▶ [WORK REQUIRED]:
Your job with the data below: print everything from the line that holds "133L199 130L189 135L183" down to the line that holds "box: [82, 111, 96, 134]", ends included, exactly, and nothing else.

▼

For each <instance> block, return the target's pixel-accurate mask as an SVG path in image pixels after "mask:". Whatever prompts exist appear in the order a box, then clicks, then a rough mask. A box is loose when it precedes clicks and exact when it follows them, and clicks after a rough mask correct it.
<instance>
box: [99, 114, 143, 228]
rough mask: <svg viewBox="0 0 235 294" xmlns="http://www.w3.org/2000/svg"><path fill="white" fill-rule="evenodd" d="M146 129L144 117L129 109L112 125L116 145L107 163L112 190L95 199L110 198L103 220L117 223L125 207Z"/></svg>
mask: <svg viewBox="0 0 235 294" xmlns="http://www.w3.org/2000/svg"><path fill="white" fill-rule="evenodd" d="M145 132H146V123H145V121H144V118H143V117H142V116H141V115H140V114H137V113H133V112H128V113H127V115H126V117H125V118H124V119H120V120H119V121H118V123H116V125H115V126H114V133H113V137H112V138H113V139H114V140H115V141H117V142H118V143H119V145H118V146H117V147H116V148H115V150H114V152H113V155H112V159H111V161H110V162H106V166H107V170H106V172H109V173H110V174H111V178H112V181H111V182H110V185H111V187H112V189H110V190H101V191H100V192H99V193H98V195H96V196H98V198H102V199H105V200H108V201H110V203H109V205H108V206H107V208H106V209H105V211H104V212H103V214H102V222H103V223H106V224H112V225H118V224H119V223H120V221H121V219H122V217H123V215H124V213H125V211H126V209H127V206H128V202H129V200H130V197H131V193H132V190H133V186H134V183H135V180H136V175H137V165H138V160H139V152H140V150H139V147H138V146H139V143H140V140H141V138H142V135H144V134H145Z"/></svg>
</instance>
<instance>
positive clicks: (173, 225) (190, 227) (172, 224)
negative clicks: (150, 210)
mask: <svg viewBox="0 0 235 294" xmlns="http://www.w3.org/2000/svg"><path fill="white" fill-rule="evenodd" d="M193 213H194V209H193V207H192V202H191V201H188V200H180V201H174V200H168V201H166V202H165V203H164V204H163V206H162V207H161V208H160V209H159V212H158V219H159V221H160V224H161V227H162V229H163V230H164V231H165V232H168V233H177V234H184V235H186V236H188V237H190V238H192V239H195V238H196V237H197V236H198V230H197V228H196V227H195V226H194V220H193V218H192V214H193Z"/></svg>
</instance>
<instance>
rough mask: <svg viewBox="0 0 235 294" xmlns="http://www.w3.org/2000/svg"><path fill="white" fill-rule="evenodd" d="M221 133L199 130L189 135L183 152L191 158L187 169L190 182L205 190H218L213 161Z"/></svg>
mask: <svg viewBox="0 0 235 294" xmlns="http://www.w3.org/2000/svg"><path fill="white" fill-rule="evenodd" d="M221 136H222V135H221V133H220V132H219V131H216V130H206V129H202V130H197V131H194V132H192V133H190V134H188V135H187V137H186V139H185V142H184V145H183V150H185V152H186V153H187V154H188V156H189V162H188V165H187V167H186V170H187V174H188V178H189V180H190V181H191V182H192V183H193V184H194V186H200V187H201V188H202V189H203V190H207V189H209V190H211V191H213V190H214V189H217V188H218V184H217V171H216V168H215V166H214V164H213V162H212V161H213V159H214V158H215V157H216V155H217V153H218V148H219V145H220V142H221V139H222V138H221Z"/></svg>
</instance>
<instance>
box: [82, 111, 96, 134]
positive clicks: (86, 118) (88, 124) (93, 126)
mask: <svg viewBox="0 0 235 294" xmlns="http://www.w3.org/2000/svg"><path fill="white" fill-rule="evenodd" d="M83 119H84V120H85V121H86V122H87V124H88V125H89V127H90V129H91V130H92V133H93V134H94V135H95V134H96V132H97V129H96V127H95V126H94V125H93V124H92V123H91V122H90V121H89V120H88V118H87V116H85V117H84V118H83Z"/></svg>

▲

▶ [TASK OUTPUT]:
rough mask: <svg viewBox="0 0 235 294" xmlns="http://www.w3.org/2000/svg"><path fill="white" fill-rule="evenodd" d="M221 133L199 130L189 135L183 152L191 158L187 169L190 182L205 190H218L213 161Z"/></svg>
mask: <svg viewBox="0 0 235 294" xmlns="http://www.w3.org/2000/svg"><path fill="white" fill-rule="evenodd" d="M221 136H222V135H221V133H220V132H219V131H216V130H206V129H202V130H197V131H194V132H192V133H190V134H188V135H187V137H186V139H185V142H184V145H183V150H185V152H186V153H187V154H188V156H189V162H188V165H187V167H186V170H187V174H188V178H189V180H190V181H191V182H192V183H193V184H194V186H200V187H201V188H202V189H203V190H207V189H209V190H211V191H213V190H214V189H217V188H218V184H217V171H216V168H215V166H214V164H213V162H212V161H213V159H214V158H215V157H216V155H217V153H218V148H219V145H220V142H221V139H222V138H221Z"/></svg>
</instance>
<instance>
box: [82, 111, 96, 134]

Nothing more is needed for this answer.